Report back each line of the records that contains the string "white".

+++ Input +++

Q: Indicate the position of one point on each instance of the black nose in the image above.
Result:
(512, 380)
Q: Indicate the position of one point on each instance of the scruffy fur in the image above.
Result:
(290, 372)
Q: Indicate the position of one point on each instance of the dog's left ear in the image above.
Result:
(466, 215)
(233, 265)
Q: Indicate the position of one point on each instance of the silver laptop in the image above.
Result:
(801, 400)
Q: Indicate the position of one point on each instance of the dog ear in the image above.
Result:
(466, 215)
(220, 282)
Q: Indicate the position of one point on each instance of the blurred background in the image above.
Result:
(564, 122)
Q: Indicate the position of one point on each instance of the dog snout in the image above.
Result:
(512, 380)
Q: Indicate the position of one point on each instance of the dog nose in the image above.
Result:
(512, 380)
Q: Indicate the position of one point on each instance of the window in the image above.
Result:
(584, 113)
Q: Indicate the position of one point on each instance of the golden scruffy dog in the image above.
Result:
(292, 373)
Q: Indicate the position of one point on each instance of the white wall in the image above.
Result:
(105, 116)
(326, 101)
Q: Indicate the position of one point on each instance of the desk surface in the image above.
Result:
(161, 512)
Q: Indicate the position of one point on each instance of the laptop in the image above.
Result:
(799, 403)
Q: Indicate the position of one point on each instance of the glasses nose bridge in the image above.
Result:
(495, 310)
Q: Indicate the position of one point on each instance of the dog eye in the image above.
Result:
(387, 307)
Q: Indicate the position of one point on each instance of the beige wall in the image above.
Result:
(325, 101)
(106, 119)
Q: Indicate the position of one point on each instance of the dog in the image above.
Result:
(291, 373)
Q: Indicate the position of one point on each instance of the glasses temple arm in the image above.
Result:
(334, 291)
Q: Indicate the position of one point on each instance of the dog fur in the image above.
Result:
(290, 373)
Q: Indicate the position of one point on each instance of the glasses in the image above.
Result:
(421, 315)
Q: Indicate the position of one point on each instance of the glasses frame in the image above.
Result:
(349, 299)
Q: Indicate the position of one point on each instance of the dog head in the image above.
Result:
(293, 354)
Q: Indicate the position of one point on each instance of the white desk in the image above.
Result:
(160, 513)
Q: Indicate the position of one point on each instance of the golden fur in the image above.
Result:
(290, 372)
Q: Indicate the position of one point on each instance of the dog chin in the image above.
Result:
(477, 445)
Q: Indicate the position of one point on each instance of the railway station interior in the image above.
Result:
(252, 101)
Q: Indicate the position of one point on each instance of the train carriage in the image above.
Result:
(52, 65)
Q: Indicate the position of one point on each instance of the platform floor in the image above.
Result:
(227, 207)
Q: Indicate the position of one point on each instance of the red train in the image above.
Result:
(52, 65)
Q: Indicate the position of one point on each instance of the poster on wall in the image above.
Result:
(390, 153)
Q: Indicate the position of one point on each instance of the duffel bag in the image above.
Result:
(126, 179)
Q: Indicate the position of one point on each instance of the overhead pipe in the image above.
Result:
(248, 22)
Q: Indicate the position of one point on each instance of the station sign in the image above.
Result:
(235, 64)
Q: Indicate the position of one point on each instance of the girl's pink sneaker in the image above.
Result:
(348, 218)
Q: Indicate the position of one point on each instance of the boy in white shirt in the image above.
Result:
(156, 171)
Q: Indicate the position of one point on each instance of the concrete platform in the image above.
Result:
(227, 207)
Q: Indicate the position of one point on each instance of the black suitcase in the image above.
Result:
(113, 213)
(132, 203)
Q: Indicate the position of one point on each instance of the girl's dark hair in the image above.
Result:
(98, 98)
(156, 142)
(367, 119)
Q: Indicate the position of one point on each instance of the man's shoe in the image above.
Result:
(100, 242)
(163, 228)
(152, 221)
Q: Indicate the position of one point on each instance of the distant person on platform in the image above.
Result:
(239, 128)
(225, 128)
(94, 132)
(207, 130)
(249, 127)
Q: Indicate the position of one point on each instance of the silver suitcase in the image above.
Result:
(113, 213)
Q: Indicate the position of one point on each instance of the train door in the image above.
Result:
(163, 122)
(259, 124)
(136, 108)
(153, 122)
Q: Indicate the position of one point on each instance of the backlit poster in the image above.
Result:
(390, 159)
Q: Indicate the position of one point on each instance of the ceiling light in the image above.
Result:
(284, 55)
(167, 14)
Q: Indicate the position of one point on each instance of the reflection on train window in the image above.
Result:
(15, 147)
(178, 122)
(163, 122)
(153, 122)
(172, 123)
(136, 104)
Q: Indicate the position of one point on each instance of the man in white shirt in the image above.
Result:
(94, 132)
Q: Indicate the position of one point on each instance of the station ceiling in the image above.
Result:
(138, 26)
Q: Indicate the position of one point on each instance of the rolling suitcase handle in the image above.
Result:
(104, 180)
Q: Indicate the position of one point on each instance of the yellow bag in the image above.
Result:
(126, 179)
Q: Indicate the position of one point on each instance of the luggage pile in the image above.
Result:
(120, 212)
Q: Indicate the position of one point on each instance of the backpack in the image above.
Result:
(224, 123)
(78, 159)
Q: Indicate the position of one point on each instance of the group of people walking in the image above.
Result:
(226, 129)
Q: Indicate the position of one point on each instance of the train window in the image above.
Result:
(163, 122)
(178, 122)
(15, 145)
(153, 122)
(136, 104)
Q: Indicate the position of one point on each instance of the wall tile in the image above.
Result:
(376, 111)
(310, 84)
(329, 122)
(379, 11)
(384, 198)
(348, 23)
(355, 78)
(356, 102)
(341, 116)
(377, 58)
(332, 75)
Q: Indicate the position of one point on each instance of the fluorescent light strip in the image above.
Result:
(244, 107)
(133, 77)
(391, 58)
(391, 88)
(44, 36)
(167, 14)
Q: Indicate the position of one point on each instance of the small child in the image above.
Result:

+++

- **Task solution**
Q: Indicate the position of one point on each instance of the white wall in the image above.
Q: Indicate the position of one point on each instance of the white desk in the image above.
Q: Indicate the position of one point on each instance of the boy in white shirt in the image above.
Q: Indicate the position of one point on each instance of the man in white shirt in the image above.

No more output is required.